TASK GOAL -> Look below for the line with "[tag] one dot per instance, sample [298,268].". Extract that line and each one after it through the last, word for word.

MATERIAL FOR THIS TASK ->
============

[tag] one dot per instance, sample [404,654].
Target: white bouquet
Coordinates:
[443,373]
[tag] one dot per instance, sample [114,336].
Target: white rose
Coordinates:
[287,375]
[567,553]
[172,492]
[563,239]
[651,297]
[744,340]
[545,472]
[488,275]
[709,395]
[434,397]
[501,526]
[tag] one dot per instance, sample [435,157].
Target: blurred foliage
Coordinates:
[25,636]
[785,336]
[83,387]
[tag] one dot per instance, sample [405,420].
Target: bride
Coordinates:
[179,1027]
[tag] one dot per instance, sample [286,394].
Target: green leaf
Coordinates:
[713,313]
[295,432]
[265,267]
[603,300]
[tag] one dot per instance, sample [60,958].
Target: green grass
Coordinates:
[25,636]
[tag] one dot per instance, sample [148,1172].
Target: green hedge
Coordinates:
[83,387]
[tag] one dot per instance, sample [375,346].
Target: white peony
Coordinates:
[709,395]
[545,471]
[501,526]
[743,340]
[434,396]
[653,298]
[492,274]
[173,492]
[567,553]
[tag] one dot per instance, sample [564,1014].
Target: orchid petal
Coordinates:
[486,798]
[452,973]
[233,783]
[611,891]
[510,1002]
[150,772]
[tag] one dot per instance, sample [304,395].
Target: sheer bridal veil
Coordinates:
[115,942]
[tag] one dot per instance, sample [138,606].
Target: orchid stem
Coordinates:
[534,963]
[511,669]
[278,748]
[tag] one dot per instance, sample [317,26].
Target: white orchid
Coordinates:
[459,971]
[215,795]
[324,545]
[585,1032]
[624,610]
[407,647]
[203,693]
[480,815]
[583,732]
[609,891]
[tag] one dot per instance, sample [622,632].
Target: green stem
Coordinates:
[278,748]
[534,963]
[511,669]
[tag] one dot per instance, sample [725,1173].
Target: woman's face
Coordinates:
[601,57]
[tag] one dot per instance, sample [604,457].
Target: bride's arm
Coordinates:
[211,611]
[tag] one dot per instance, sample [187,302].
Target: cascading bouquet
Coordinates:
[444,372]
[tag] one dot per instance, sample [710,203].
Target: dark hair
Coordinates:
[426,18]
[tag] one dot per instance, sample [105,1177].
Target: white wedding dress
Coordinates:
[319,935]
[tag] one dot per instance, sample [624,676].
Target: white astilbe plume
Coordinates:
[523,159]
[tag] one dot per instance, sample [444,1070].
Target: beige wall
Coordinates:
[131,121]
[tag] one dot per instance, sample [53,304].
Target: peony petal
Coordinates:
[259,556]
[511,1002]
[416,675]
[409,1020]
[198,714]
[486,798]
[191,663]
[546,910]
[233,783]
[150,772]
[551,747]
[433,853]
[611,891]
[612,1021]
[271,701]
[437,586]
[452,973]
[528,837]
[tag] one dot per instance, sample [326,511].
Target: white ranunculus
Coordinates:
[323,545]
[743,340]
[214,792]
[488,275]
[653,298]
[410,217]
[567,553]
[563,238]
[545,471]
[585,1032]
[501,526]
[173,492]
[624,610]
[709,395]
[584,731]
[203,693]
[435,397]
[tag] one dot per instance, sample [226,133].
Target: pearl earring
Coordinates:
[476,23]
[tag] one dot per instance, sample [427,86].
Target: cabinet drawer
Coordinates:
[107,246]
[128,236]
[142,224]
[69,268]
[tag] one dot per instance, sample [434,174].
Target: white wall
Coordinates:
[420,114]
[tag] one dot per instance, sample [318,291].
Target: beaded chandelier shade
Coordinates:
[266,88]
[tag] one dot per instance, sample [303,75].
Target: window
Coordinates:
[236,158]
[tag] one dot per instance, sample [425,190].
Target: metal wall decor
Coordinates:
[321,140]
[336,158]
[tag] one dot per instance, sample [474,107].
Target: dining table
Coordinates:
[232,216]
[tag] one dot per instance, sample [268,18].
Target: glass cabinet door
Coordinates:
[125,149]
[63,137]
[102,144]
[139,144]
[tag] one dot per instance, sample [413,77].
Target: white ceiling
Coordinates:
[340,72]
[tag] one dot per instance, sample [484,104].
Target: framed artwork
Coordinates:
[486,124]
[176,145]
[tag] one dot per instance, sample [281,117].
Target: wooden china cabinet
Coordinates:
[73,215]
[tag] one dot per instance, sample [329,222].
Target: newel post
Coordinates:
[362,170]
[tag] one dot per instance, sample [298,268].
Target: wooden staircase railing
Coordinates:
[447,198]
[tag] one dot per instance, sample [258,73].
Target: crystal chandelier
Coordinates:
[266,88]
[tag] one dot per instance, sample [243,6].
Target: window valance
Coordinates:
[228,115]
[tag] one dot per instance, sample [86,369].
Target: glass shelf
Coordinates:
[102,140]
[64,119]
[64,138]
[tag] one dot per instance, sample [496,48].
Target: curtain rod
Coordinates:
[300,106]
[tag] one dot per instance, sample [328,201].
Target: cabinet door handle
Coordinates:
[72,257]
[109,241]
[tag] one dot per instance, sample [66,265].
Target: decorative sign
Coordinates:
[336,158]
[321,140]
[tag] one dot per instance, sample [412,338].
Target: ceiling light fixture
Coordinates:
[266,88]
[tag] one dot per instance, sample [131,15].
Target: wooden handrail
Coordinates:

============

ANSWER FOR THIS EXERCISE ->
[tag] one dot per instance, sample [298,268].
Target: wooden staircase railing
Coordinates:
[447,198]
[tag] one dot per instance, sample [258,73].
Target: crystal chandelier
Coordinates:
[266,88]
[tag] one dot per instance, sample [243,6].
Target: window valance
Coordinates:
[228,115]
[tag] one dot per instance, sample [86,369].
Target: glass shelf
Coordinates:
[102,140]
[64,119]
[64,138]
[tag] one dot per instance, sample [496,48].
Target: curtain rod
Coordinates:
[300,106]
[tag] one dot per instance, sample [328,201].
Target: cabinet door handle
Coordinates:
[72,257]
[109,241]
[tag] one dot per instance, sample [66,265].
Target: decorative sign
Coordinates:
[336,158]
[321,140]
[tag] one dot per instance, sample [412,338].
Target: ceiling light fixture
Coordinates:
[266,88]
[tag] one dot per instance, sample [131,15].
Target: wooden handrail
Coordinates:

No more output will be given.